*Task details*: Continue the text about replacing the pipeline's S3 file moves with SQS status events, starting right after its last line.

*Given text*:

Some external processes (notably AWS lambdas) look for and react to the movement of files out of the Incoming tree to coordinate their actions with the pipeline. Eliminating the move will necessarily break that method.

Depending on the option selected, an external process could either look for the appearance of a status file or query the database to look for a status change. The database query option would be complicated and tightly couple the process with the pipeline's database. An easier integration option would be to modify the pipeline to send status updates to an SQS queue. This would follow the pattern used by the database migrator.

The application could push a message to the queue for events such as:

  • starting up
  • checking S3 for new files
  • discovering a file
  • downloading a file
  • processing a file
  • finished processing a file
  • finished processing a manifest
  • sleeping before next run
  • shutting down

Applications could then react to any of these messages as they see fit without being tightly coupled to the pipeline or its database schema.

Proposed Solution

To derive the maximum benefits from this effort the proposed solution is also the most ambitious.

  • Implement status update event publishing to an SQS queue for integration with external systems.
  • Modify external processes to monitor the queue to know when a manifest has been processed.
  • Implement option P to provide full progress tracking and source of each claim and bene record.
  • Remove S3 file move logic from pipeline.

Implementation can be performed using an epic with stories that each fit into a single sprint. Stories could be implemented on two parallel tracks:

  • SQS: Changes to implement and use SQS event publishing.
  • DB: Changes to track S3 files and progress in the database.
Story Sprint Points Description
SQS-1 1 3 Implement status update event publishing via SQS.
SQS-2 2 3 Modify external processes to monitor SQS queue instead of S3 Done folder.
DB-1 1 3-5 Implement Option-T to track S3 files in database.
DB-2 2 5-8 Implement Option-P to add progress and change tracking.
SQS-3 3 1 Remove S3 file move logic from CCW pipeline and make pipeline interruptable.

*Stored data*:
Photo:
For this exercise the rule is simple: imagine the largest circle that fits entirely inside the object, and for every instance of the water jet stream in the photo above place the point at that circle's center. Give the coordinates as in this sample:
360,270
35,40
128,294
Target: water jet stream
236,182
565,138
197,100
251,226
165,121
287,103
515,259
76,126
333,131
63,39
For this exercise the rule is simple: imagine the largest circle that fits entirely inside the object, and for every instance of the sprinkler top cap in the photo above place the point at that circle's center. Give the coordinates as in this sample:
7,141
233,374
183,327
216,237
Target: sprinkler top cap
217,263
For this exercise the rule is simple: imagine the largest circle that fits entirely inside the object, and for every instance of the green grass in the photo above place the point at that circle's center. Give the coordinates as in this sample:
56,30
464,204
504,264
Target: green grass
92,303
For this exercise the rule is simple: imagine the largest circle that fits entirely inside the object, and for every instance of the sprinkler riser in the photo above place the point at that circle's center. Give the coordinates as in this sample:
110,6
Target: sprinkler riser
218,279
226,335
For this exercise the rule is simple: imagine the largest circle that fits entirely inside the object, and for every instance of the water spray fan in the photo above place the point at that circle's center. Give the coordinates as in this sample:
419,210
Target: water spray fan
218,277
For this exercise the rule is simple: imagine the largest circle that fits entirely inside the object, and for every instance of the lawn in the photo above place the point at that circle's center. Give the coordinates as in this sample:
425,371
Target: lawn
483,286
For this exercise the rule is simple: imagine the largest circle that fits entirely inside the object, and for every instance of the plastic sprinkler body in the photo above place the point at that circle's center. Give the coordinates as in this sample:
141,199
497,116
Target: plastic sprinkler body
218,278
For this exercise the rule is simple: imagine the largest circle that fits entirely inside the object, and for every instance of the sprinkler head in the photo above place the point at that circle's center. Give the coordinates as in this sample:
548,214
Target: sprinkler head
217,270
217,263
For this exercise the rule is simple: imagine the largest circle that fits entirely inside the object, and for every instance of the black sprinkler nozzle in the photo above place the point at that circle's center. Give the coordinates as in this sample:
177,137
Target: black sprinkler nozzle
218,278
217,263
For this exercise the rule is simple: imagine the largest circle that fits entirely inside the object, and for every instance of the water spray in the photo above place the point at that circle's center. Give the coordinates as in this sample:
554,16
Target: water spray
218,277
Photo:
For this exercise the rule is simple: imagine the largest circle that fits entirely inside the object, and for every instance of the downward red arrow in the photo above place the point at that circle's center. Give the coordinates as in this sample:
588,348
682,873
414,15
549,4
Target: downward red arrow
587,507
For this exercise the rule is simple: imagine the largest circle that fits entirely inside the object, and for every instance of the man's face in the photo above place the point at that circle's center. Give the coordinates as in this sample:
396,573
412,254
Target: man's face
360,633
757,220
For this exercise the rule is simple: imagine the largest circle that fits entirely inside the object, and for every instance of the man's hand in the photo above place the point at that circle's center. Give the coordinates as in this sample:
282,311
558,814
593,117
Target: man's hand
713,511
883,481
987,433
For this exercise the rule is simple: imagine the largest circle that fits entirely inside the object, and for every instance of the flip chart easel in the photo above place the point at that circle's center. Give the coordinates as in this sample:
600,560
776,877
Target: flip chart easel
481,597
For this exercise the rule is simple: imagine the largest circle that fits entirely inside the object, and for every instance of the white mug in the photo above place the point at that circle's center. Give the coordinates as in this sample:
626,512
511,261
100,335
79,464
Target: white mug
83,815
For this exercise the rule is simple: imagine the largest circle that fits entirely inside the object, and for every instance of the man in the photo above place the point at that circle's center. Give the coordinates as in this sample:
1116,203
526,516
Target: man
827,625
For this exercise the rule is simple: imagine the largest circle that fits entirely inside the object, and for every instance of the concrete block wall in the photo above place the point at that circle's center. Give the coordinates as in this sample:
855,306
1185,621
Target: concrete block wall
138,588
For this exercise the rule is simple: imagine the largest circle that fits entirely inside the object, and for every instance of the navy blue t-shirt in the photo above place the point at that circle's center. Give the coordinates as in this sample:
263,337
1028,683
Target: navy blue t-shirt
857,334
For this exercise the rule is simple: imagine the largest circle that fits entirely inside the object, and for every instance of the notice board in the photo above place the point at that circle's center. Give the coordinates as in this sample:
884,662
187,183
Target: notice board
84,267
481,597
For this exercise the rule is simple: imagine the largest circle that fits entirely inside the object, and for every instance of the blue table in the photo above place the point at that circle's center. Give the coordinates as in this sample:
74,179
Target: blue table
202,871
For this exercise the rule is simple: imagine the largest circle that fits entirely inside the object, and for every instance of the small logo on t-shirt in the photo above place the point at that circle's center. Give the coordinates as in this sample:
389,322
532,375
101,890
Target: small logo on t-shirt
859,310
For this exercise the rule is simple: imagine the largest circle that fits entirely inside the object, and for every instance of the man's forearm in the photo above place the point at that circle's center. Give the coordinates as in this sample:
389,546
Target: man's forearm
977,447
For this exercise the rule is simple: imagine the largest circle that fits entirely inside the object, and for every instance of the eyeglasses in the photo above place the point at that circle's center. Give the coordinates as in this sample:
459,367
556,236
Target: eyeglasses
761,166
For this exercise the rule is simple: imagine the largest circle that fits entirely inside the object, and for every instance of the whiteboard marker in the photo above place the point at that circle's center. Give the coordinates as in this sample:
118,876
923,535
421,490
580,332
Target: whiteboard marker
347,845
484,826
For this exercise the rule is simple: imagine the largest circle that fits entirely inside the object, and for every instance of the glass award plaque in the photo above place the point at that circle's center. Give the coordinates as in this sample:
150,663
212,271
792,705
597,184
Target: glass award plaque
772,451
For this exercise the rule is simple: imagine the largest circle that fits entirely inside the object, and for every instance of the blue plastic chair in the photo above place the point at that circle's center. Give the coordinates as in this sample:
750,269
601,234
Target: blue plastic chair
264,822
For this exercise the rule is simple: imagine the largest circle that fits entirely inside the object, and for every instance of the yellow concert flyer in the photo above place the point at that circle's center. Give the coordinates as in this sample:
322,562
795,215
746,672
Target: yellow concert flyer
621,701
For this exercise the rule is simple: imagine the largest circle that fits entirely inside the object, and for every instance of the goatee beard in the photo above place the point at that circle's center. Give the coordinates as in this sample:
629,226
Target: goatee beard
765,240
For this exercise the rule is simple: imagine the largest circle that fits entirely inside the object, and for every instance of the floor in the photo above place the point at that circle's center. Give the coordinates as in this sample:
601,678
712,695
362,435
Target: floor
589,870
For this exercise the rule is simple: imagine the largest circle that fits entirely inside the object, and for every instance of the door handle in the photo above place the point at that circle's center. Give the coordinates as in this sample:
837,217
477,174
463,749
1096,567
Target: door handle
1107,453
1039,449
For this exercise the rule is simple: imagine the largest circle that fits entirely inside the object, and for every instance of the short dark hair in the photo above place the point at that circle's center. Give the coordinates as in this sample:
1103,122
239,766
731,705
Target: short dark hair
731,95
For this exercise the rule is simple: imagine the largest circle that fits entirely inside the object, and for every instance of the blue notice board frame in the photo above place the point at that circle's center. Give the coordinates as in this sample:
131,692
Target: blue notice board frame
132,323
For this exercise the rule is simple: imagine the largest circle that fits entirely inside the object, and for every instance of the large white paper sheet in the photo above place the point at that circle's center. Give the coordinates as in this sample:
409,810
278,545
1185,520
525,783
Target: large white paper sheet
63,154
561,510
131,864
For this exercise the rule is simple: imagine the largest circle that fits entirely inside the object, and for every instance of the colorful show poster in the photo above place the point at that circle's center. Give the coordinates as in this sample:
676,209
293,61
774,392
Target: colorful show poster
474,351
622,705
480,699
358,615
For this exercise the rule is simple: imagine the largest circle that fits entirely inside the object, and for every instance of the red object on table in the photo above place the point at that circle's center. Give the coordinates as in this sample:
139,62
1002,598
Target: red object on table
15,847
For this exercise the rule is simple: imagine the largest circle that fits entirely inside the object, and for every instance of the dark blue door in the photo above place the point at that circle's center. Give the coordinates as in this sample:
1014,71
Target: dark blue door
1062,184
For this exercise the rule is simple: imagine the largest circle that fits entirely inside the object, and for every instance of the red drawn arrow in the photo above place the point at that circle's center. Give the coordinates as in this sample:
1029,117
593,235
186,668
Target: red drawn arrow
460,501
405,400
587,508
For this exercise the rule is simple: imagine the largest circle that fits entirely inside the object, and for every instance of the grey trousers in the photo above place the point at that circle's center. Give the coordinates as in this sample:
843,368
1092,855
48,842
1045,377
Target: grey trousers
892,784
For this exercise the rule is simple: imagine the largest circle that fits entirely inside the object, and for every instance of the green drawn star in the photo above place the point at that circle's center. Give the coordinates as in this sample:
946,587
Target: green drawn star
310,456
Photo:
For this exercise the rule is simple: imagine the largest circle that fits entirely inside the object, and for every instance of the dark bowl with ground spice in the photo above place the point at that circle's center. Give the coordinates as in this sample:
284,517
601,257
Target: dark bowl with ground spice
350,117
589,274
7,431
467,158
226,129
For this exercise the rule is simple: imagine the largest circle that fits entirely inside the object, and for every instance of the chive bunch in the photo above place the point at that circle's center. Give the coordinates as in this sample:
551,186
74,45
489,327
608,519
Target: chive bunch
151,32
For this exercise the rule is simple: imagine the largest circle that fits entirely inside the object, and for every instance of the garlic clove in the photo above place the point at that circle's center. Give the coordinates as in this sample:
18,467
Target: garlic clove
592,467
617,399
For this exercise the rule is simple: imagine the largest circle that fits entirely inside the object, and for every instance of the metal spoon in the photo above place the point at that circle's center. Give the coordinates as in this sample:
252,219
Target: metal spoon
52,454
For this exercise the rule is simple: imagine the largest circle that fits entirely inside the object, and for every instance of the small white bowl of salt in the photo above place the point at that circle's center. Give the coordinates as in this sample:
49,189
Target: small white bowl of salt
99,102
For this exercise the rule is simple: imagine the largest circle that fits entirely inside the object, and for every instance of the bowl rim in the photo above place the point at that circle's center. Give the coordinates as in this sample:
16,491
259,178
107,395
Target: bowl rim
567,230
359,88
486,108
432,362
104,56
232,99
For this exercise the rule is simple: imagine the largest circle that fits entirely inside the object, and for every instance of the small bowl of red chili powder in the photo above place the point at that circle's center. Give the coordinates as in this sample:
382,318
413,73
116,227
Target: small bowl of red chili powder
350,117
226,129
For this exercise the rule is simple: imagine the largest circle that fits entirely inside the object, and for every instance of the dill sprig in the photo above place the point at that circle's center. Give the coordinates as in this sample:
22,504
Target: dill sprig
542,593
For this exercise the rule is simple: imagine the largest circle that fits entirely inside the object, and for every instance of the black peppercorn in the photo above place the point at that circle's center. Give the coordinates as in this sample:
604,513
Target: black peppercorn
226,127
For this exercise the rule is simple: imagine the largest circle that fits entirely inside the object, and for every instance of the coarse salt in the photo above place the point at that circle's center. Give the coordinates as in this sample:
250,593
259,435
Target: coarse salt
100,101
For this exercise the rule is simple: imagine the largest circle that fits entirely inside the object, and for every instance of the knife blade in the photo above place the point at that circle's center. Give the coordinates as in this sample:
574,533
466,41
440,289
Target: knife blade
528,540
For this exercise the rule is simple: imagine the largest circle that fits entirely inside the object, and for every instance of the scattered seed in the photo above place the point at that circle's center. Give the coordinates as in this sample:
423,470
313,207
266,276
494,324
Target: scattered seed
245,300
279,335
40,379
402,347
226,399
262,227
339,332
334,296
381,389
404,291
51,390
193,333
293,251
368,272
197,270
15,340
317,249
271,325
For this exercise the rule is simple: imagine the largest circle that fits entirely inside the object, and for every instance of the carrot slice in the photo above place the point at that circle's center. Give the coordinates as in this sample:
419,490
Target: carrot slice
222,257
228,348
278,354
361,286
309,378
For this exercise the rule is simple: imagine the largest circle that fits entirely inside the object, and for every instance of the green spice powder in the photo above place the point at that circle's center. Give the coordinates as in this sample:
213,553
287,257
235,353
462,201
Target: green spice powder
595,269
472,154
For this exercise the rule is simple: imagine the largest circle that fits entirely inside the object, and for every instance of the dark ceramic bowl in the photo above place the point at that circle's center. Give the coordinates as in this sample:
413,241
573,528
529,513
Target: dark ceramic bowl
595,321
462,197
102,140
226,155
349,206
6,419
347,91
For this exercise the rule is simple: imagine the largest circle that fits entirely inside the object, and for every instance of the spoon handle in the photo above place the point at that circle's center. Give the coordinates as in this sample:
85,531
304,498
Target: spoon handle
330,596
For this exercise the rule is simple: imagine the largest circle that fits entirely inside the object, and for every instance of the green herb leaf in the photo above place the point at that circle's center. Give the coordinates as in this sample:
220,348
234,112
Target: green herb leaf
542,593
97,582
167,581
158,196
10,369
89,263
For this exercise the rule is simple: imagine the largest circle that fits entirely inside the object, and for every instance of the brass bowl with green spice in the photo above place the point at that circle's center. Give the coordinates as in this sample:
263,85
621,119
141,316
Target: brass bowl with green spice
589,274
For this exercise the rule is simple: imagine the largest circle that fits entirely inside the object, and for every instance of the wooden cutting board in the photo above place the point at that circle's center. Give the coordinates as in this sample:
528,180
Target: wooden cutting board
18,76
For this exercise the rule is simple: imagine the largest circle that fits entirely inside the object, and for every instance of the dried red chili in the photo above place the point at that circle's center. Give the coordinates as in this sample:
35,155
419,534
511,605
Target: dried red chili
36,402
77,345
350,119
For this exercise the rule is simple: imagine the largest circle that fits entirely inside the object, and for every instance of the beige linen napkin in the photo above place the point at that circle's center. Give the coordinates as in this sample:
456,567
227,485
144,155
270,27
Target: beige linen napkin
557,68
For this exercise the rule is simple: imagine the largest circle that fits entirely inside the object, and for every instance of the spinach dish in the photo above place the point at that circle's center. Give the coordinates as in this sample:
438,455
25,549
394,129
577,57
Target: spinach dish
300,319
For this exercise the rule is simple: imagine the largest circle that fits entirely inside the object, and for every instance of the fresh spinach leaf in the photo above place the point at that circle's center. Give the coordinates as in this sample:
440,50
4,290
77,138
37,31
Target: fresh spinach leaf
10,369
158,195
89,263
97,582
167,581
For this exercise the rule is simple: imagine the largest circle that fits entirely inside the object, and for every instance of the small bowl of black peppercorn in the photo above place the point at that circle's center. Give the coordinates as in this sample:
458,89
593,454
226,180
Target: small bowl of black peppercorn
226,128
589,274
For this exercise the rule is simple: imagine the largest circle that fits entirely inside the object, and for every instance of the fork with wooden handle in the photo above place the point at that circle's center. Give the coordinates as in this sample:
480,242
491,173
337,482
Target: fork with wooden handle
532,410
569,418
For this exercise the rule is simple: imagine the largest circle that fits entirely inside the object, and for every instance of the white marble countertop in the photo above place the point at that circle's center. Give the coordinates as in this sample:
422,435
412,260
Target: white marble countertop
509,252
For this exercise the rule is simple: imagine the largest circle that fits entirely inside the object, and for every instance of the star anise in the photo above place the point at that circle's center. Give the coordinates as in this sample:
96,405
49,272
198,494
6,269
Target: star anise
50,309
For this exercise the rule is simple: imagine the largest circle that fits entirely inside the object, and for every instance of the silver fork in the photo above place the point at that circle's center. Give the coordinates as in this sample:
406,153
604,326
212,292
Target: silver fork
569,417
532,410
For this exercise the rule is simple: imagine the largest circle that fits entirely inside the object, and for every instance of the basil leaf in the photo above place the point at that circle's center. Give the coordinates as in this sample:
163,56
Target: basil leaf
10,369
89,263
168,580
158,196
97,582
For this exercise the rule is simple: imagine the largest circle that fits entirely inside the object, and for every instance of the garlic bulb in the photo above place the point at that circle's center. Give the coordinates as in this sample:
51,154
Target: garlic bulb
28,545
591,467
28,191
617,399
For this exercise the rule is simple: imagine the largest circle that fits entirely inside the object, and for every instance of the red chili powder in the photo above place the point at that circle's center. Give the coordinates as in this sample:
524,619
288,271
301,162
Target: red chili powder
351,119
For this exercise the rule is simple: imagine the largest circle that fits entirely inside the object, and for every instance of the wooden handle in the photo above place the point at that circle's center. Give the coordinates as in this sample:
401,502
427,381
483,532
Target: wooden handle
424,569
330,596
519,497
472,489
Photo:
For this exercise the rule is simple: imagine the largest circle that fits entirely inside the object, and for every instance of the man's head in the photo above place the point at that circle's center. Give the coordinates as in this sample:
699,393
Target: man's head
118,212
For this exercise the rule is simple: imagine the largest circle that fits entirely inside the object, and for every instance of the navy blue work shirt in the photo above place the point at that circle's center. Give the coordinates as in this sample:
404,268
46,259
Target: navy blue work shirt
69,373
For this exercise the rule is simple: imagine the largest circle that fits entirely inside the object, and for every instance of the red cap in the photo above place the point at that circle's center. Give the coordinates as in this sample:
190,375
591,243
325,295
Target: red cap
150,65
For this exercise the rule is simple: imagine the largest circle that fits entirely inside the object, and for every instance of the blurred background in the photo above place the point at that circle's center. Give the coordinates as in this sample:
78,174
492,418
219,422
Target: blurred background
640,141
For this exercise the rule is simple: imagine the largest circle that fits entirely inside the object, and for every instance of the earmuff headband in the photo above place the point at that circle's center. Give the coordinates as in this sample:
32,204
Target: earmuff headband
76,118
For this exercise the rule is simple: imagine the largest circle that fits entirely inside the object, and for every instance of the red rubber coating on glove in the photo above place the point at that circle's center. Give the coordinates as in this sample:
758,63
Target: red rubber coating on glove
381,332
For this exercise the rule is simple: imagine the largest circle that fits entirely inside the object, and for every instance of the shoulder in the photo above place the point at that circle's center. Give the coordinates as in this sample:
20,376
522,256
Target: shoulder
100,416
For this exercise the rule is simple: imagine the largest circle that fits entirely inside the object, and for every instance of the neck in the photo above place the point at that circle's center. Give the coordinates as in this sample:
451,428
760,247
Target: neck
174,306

*Written reply*:
Prior Art

BFD currently uses two tables to provide rudimentary tracking of imported data:

  • loaded_files: Records that processing of a file of a given type was started at a specified time. There is no link back to an S3 file or any indication of whether or not the load was successful.
  • loaded_batches: Records that a batch was loaded from a file and provides a string listing the affected beneficiary ids. No indication is provided of which records in the file were included in the batch.

The RDA API tracks progress by storing a sequence number (unique update number provided to it by the API) in a table. Because batches are stored in parallel and may be written to the database out of order a class was written to track all sequence numbers in flight and the highest sequence number for which all recoreds with a lower number have been successfulyl written to the database.

Future Possibilities

The current solution effectively archives files forever. Files are moved into the Done folder for permanent storage and forgotten. The utility of retaining these files for the long term is an open question. Even if the files should be retained there are alternative archiving options that might be more cost effective.

How should archived files be stored in S3? Since RIF data files are text they should be highly compressible. Compressing them before archiving them would require some up front CPU time but would save on storage and I/O costs. However, the move to parquet format in the near future would make compression irrelevant.

The CCW manifest file is not particularly useful for understanding an archived file. Ideally we should add our own meta data to the archive to indicate what version of BFD it was compatible with. This would simplify any effort to reingest a file in the future after CCW formats have changed.

Whichever proposal we adopt for eliminating the S3 file move step from the pipeline there will still be a need in the future to clean up the Incoming directory. We might create a new pipeline job that checks for completed files in the Incoming tree and either deletes or archives them. The same job might also delete files from the archive after a configurable TTL has expired. The job should be idempotent so that it can fail or be interrupted and automatically clean up any mess the next time it runs.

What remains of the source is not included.